[TEXT SEGMENT]:
Content starts

World Hunger

Position of American Dietetic Association

J Am Diet Assoc. 1995;95:1160-1162.

Position Statement

It is the position of The American Dietetic Association that access to adequate food is a fundamental human right. Hunger continues to be a worldwide problem of staggering proportions. The Association supports programs that combat hunger, allow for self-sufficiency, and are environmentally and economically sustainable.

Environment Dictating Need For Position

Sustainability Society's ability to shape its economic and social systems so as to maintain both natural resources and human life. Sustainable development includes the reduction of poverty and hunger in environmentally sound ways. It also embraces the following broader objectives that are interrelated and mutually reinforcing:
  • Expanding economic opportunities, especially for poor people, to increase their productivity, earning capacity, and chances to earn income in ways that are environmentally, economically, and socially viable over the long term;
  • Meeting basic human needs for food, clean water, shelter, health care, education, and fulfillment of the human spirit;
  • Protecting and enhancing the natural environment by managing natural resources in ways that take into account the needs of present and future generations; and
  • Promoting pluralism and democratic participation, especially by poor women and men, in economic and political decisions that affect their lives, with full respect for internationally recognized human rights (24).

Hunger A condition in which people lack the basic food intake to provide them with the energy and nutrients for fully productive, active lives (13).

Malnutrition Failure to achieve nutrient requirements, which can impair physical and/or mental health. It may result from consuming too little food or a shortage or imbalance of key nutrients (eg, micronutrient deficiencies or excess consumption of refined sugar and fat) (13).

Food security Access at all times by all people to adequate food for an active and healthy life (1).

Food security means access at all times by all people to adequate food for an active and healthful life (1). Worldwide, a substantial number of people remain food insecure or hungry. (See hunger-related terms in box at right.) Data indicate that approximately 20% of the world's population, or 1 billion people, are energy deficient (2). Micronutrient deficiencies are even more widespread: according to the World Health Organization, more than 2 billion people suffer from an inadequate intake of iodine, iron, and vitamin A (3).

Famine the image many people have of hunger affects relatively few people, and the amount of food needed to prevent it is relatively small. Famines can be caused by natural disasters or by war and civil strife. Early warning systems and humanitarian responses have virtually eliminated famine deaths due to natural disasters. In 1992, 157 million people, or 3% of the world's population, lived in countries affected by famine or severe food shortage (not everyone in these countries actually suffered from hunger) (3).

Content ends

[QUESTIONS]:
(1) In the world hunger position paper, how many people does the World Health Organization say suffer from an inadequate intake of iodine, iron, and vitamin A?
(2) Go on with the world hunger position paper, starting after its final sentence.
The entries that follow are not needed for this work.

[DATA UNDER STUDY]:

Content starts

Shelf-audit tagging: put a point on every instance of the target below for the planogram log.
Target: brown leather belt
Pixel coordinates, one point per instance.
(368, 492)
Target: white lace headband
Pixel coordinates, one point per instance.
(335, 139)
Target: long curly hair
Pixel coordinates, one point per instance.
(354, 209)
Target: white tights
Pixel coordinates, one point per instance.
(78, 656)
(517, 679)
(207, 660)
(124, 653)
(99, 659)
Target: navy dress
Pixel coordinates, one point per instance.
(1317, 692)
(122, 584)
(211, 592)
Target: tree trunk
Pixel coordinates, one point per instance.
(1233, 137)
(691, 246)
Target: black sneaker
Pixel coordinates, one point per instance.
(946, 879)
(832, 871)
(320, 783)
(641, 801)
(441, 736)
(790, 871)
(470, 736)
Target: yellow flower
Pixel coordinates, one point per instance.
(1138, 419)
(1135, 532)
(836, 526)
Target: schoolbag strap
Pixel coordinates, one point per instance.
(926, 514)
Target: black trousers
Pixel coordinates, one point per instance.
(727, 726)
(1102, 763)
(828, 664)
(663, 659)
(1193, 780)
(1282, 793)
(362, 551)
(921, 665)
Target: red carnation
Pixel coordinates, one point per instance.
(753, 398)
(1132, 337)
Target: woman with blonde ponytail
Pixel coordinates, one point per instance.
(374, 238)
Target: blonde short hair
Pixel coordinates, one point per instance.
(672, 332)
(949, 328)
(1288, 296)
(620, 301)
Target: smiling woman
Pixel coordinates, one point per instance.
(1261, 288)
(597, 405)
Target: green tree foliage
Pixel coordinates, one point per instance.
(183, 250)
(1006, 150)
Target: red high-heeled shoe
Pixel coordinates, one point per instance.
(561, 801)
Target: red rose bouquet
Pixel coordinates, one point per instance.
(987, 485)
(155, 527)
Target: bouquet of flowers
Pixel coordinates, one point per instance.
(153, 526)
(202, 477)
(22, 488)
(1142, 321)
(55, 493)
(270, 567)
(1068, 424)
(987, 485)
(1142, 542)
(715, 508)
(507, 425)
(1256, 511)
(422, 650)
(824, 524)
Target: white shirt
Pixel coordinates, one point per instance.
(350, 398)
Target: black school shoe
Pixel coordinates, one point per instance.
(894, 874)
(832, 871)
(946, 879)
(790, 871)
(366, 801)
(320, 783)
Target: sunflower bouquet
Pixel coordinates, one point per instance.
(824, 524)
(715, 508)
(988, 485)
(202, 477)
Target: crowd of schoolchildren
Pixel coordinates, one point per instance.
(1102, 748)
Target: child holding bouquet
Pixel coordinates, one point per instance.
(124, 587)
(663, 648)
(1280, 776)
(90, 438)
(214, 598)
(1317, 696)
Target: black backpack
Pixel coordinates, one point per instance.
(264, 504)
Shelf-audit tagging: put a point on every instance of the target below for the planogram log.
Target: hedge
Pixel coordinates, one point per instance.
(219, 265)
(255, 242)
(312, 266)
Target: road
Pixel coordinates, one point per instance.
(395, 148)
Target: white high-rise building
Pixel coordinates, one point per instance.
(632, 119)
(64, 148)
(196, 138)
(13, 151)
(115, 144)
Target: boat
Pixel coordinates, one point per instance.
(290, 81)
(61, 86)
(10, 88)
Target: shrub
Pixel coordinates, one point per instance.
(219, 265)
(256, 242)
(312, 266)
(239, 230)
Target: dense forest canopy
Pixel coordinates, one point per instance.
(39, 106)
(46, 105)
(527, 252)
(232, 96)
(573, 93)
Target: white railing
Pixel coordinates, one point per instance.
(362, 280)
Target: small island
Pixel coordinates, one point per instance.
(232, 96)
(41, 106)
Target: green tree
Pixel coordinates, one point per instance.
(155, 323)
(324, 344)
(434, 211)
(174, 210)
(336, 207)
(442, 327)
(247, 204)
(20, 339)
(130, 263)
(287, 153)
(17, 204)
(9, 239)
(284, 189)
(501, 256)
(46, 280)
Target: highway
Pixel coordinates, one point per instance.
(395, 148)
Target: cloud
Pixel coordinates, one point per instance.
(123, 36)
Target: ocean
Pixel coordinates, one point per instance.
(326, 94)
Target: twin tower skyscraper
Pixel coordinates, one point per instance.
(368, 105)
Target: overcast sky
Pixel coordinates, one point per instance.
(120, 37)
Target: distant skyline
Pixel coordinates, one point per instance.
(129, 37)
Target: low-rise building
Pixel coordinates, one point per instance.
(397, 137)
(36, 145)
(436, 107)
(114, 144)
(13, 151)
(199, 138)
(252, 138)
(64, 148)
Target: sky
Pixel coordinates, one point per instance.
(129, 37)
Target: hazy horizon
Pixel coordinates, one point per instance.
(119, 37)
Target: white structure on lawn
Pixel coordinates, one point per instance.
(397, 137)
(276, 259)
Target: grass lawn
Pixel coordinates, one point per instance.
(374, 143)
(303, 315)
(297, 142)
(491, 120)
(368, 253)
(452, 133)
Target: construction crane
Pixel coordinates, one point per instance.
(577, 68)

Content ends
Content starts

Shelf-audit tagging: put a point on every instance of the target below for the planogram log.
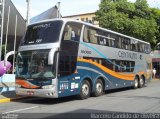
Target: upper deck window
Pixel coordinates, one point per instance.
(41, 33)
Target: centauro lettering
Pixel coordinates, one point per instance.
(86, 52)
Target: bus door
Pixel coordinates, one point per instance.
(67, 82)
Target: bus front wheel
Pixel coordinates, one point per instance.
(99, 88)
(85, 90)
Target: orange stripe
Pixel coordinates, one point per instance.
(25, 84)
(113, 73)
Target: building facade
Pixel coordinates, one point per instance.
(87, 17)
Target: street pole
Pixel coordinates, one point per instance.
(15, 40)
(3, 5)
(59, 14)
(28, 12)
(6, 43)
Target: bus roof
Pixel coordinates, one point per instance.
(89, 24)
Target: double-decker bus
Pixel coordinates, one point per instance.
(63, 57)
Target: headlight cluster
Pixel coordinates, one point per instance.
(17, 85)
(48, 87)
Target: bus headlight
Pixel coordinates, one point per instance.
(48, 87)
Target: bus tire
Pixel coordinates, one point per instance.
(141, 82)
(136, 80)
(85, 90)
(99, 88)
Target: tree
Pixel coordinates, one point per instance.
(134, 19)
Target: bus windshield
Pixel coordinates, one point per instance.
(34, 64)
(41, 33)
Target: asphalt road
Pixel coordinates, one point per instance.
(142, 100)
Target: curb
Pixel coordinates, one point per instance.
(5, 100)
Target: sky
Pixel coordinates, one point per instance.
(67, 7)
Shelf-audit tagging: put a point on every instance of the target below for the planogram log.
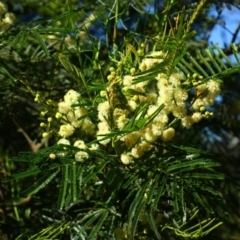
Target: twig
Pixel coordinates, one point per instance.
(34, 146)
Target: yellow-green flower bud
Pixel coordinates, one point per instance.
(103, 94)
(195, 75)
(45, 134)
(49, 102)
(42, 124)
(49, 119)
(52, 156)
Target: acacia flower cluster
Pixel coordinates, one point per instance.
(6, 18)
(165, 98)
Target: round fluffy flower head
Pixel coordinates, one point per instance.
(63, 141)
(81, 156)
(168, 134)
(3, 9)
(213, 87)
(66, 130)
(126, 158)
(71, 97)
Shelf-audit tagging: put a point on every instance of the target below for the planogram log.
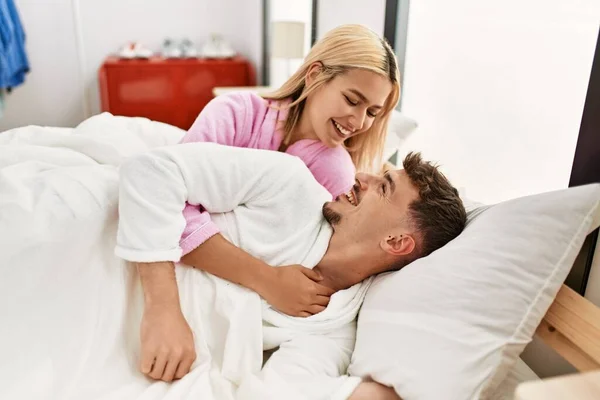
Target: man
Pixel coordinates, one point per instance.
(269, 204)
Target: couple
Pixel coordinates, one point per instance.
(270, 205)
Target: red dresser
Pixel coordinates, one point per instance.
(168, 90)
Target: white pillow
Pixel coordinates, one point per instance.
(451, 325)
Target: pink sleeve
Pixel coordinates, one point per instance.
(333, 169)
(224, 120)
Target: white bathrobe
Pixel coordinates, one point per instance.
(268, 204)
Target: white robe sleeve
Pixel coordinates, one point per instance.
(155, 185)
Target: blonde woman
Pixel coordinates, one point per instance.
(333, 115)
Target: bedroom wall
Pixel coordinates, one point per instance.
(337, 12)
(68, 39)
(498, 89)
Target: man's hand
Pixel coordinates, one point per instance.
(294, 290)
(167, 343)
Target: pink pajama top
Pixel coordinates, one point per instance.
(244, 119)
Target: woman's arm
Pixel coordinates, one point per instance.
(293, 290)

Content ends

[OUTPUTS FOR THE TASKS]:
(1) More than 2 billion people.

(2)
Chronic hunger due to poverty is much more widespread than acute hunger due to famine. About 36% of preschool-aged children in developing countries are moderately or severely malnourished based on weight-for-age (4). Each day, an estimated 35,000 (14 million per year) die of malnutrition and related preventable disease (5). An overview of the current status of hunger in various regions of the world follows (3).

Sub-Saharan Africa Hunger is widespread and worsening. Long-term economic decline, international debt, low commodity prices, poor results from structural adjustment policies supported by the World Bank and International Monetary Fund, and violent conflicts contribute to increased hunger.

Asia-Pacific region Although hunger has declined in the past 20 years because of economic growth and large-scale pub-lic investments in nutrition, health, and education, the region is home to most of the world's hungry people. Incidence of un-dernutrition among preschool children is higher than in Africa.

Middle East Hunger declined between 1970 and 1990 as higher oil prices permitted increased food imports.

Latin America Debt and austerity policies led to increased hunger during the 1980s. No total regional change occurred in the 1990s.

Europe Structural unemployment in the 1980s and early 1990s led to increased poverty and homelessness and the proliferation of food banks. In formerly communist countries, violent conflicts and massive economic transition have created hunger and food insecurity for many people.

United States Hunger has increased since 1985 because of underfunding of government antihunger programs, long-term decline in the average worker's real wages, and increased poverty, especially among children.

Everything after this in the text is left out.